╭─ The data
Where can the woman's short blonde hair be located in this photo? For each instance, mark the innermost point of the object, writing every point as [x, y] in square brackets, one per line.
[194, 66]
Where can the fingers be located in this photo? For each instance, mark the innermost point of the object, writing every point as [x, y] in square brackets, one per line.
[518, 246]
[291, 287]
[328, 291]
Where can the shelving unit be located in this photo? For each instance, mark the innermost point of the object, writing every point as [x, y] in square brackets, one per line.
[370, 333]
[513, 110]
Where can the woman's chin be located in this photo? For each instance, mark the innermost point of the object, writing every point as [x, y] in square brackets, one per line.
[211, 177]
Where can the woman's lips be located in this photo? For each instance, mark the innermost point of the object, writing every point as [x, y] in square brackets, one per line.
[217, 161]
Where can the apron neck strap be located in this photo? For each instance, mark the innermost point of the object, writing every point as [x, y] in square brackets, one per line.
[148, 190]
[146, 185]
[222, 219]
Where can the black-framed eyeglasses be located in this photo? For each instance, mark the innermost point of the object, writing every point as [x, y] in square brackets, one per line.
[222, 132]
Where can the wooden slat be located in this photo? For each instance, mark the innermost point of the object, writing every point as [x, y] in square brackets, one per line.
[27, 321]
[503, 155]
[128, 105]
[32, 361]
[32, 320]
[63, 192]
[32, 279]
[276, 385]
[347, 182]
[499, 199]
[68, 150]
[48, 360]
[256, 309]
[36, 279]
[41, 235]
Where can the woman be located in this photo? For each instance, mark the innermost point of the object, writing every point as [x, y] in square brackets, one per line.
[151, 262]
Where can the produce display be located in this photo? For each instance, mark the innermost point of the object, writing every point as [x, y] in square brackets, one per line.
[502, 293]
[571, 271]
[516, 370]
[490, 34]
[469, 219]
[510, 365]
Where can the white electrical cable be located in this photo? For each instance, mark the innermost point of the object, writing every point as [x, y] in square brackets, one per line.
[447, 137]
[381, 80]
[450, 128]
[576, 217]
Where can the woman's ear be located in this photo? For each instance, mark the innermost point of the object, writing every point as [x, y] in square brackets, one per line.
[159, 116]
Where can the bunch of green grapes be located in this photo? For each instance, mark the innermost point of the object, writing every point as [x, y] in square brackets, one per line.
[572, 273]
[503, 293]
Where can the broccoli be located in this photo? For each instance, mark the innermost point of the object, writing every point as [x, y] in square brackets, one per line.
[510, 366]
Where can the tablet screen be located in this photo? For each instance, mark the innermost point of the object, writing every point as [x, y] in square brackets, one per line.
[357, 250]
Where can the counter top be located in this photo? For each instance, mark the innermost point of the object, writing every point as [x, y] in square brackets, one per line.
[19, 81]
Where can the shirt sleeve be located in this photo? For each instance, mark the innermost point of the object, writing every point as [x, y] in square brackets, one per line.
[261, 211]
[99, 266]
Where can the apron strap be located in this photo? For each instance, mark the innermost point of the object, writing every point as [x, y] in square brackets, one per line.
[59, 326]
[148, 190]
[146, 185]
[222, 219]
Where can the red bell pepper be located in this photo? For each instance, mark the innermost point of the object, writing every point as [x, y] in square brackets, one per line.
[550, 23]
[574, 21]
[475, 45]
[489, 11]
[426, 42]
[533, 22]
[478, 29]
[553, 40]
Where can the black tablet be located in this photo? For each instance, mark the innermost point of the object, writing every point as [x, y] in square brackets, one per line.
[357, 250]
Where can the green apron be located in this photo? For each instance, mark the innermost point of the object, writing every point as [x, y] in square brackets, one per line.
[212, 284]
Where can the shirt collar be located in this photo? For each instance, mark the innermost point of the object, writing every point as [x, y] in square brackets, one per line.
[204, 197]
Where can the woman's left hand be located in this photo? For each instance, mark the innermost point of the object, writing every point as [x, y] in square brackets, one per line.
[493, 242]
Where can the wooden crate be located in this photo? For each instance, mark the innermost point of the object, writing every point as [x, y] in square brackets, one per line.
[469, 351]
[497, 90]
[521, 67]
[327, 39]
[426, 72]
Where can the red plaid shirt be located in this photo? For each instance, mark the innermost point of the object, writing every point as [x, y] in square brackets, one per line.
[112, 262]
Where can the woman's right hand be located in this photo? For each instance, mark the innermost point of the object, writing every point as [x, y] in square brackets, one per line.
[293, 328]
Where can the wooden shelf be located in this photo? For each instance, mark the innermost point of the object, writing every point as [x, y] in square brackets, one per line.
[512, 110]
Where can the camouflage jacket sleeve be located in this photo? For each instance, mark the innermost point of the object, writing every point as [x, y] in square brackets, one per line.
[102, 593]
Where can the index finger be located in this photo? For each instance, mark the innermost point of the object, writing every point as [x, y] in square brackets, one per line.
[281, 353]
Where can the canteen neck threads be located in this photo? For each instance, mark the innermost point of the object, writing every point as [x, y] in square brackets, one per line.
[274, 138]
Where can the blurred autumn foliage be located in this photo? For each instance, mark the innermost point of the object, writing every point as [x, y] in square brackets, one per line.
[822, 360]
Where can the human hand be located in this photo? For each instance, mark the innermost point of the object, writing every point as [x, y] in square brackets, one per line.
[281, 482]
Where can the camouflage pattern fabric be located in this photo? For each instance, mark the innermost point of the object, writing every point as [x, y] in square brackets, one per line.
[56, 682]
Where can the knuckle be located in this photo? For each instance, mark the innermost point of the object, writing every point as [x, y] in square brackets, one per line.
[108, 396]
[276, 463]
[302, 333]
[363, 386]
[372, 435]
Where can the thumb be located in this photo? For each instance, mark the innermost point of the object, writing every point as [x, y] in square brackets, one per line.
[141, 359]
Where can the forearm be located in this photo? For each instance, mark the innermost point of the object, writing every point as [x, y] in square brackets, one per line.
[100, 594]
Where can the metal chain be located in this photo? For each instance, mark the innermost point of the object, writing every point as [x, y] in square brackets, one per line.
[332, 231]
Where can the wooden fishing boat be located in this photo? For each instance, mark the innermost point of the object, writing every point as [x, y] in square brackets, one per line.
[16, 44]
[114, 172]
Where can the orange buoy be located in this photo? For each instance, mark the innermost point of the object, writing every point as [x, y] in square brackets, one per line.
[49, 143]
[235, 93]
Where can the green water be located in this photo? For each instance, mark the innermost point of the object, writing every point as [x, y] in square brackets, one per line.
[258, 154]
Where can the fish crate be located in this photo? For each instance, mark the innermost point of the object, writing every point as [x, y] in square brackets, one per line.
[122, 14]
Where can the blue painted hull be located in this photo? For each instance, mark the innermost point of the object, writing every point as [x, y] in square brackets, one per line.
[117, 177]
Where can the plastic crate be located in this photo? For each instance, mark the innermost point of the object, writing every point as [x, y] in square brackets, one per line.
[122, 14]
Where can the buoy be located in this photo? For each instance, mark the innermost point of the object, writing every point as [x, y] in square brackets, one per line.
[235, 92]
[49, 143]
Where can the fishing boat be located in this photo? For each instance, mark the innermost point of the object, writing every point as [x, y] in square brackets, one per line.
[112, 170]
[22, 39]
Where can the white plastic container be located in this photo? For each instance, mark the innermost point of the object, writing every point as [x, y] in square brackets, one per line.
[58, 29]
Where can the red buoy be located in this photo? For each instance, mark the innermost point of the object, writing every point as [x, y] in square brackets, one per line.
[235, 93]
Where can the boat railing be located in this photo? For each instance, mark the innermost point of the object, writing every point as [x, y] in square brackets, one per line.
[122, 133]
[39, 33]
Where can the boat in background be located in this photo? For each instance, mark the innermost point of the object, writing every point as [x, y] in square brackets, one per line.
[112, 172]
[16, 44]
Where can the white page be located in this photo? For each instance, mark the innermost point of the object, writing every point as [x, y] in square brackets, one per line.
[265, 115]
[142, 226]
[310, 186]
╰─
Each record needs to be duplicated exactly.

Answer for the task:
Where can the woman's short blonde hair be located in this photo? For each instance, mark the innermost point of the object, writing every point as [x, y] in square brackets, one per line.
[194, 66]
Where can the fingers be located in this photo? For each instance, mark the innermost point of the object, writing every point as [x, y] in square brackets, one per line.
[518, 246]
[291, 287]
[328, 291]
Where can the shelving unit be located in this photo? For each instance, mark the innermost point of the object, writing every point as [x, y] in square brackets, one per line.
[370, 333]
[513, 110]
Where can the woman's chin be located in this photo? For each instance, mark the innermost point of the object, writing every point as [x, y] in square brackets, one per line.
[211, 177]
Where can the woman's lips be located in this photo? For each instance, mark the innermost point of the object, writing every point as [x, y] in square brackets, one per line.
[217, 161]
Where can the apron neck strap be located in this photo? For each instance, mark the innermost point of the object, writing every point as [x, y] in square brackets, one per line.
[148, 190]
[146, 185]
[222, 219]
Where can the black-framed eyeglasses be located in this photo? For each instance, mark the innermost point of the object, writing every point as [x, y] in square brackets, one per line.
[222, 132]
Where can the wooden slat be located in this photo? For each instance, mark the innermost point of the object, writing every point as [x, y] in square brackets, one per line.
[27, 321]
[503, 155]
[128, 105]
[32, 361]
[32, 320]
[63, 192]
[32, 279]
[276, 385]
[347, 182]
[499, 199]
[68, 150]
[48, 360]
[256, 309]
[36, 279]
[41, 235]
Where can the woman be located in this photo? For each instance, mark the innermost point of the object, writing every point as [x, y] in square brackets, one per line.
[151, 262]
Where can the produce display be located in this photo? For each instance, mark the innermost point of the object, writing every point as [x, y] in square brackets, one per line.
[502, 293]
[571, 271]
[516, 370]
[490, 34]
[469, 219]
[510, 365]
Where can the white electrical cable be located in this photo? For each instance, mark the innermost point of the object, writing every point as [x, y] in square brackets, one per line.
[447, 137]
[381, 80]
[450, 128]
[576, 217]
Where can the woman's ear be located in this photo? For each instance, mark the innermost point of the object, writing every point as [x, y] in square brackets, one per line.
[159, 116]
Where can the bunch of green grapes be located in this photo? For each instance, mark the innermost point of the object, writing every point as [x, y] in square brackets, one per line.
[572, 273]
[503, 293]
Where can the broccoli be located in this photo? For each instance, mark the innermost point of the object, writing every point as [x, y] in square brackets, one per line.
[510, 366]
Where can the tablet screen be located in this photo? For each instance, mark the innermost point of the object, writing every point as [x, y] in square brackets, one per line.
[357, 250]
Where can the counter top be located in this photo? For each instance, mark the innermost point of the object, writing every point as [x, y] in square brackets, one per line.
[19, 81]
Where can the shirt sleeve be located in this photo? For each instance, mark the innermost point of the object, writing every point as [x, y] in square brackets, one per line.
[261, 211]
[99, 266]
Where can the apron strap be located in this photo? For each instance, mark the innermost point of the object, writing every point as [x, y] in square brackets, one per line.
[59, 326]
[148, 190]
[146, 185]
[222, 219]
Where can the red bell pepper be located in this photo? For each instance, mark the innermost point of the object, writing every point as [x, y] in square brackets, one per line.
[550, 23]
[574, 21]
[475, 45]
[489, 11]
[426, 42]
[533, 22]
[478, 29]
[553, 40]
Where can the black tablet be located in this photo? For each instance, mark the innermost point of the object, writing every point as [x, y] in square brackets, one per line.
[357, 250]
Where can the green apron be located in this photo? For each instance, mark the innermost point of the object, writing every point as [x, y] in square brackets, one per line.
[212, 284]
Where can the shirt collar be located in this photo? For each instance, mark the innermost point of the object, writing every point as [x, y] in square brackets, one per line.
[204, 197]
Where can the woman's left hand be located in this photo? For each instance, mark the innermost point of the object, writing every point as [x, y] in square brackets, one per line.
[493, 242]
Where can the wooden crate be located in this photo? For each instance, mark the innermost point of the object, writing every point as [x, y] in square brackets, one per line.
[469, 351]
[497, 90]
[521, 67]
[327, 39]
[426, 72]
Where can the red plaid shirt be located in this photo? For each instance, mark the innermost point of the object, writing every point as [x, y] in square brackets, one per line.
[112, 262]
Where can the woman's right hand be located in this photo? For each instance, mark the innermost point of the object, writing every point as [x, y] in square brackets, one per line.
[293, 328]
Where can the wooden shelf be located in this photo? For each instance, mark the innermost point of the object, writing every point as [x, y] in square brackets, one per line.
[512, 110]
Where can the camouflage jacket sleeve be located in this photo? For each instance, mark the innermost point of the object, writing every point as [x, y] in square brackets, one per line.
[102, 593]
Where can the index finger be located in this photo? For each instance, mark the innermost point of the object, writing every point as [x, y] in square brackets, one per line.
[281, 353]
Where can the canteen neck threads be located in this photo? For each instance, mark the innermost point of the object, writing every point as [x, y] in square brackets, one per line.
[274, 138]
Where can the blurred autumn foliage be located in this photo? For each instance, mark the innermost point of the object, writing every point as [x, y] in square brackets, one per line.
[822, 360]
Where can the human hand be located in this photo? For each instance, mark the innermost point of the object, writing every point as [x, y] in square brackets, one per line.
[281, 482]
Where can the camouflage pattern fabric be located in this photo? For each instance, mark the innermost point of the object, writing every point as [x, y] in square brackets, one per line.
[56, 682]
Where can the knuckle be located in this photo? For each instance, mark the innermost point of the object, writing every point as [x, y] in square brackets, one per line.
[108, 396]
[276, 463]
[302, 333]
[363, 386]
[372, 435]
Where can the thumb be located in this photo? For each instance, mark the innermost point of the object, writing every point as [x, y] in square brackets, one per line.
[141, 359]
Where can the forearm be located in this photo? For each instance, mark the innermost point of the object, writing every point as [x, y] in square brackets, one per line.
[100, 594]
Where can the metal chain be located in this photo? For each instance, mark the innermost point of the object, writing every point as [x, y] in square brackets, one per line.
[332, 231]
Where can the wooden fishing boat be located in this photo? For each instance, mark the innermost point of the object, writing every point as [x, y] in square brackets, one per line.
[16, 44]
[114, 172]
Where can the orange buoy be located in this photo? For each instance, mark the innermost point of the object, writing every point as [x, y] in square brackets, one per line.
[49, 143]
[235, 93]
Where can the green water be located in this photo? For each instance, mark the innermost point of the object, writing every point as [x, y] in square brackets, one per line.
[258, 154]
Where can the fish crate be located in this photo? For each instance, mark the innermost point of the object, writing every point as [x, y] in square brackets, one per line.
[122, 14]
Where can the blue painted hull be located in this photo? For each instance, mark the innermost point of the object, writing every point as [x, y] in square brackets, one per line.
[117, 177]
Where can the plastic crate be located in this photo? For each instance, mark the innermost point of the object, writing every point as [x, y] in square brackets, one per line.
[122, 14]
Where can the buoy be located in this photo? For each instance, mark the innermost point of the object, writing every point as [x, y] in square brackets, one per line.
[235, 92]
[49, 143]
Where can the fishing boat be located in this photo? For each instance, mark the innermost point of the object, writing every point as [x, y] in square brackets, one per line.
[112, 170]
[22, 39]
Where can the white plastic container be located in this photo? For each instance, mark the innermost point of the object, writing every point as [x, y] in square brackets, one per line.
[58, 29]
Where can the red buoy be located in this photo? For each instance, mark the innermost point of the object, writing every point as [x, y] in square brackets, one per line.
[235, 93]
Where can the boat railing be located in this photo? For each instance, mark the innermost point of the object, writing every point as [x, y] in square brackets, one per line.
[122, 133]
[39, 33]
Where can the boat in background be located in this photo? For each instance, mark the innermost point of the object, writing every point as [x, y] in square brackets, one per line.
[112, 172]
[16, 44]
Where can the white page be located in this photo? For each instance, mark the innermost point of the object, writing every point as [x, y] in square brackets, one per line.
[265, 115]
[142, 226]
[310, 186]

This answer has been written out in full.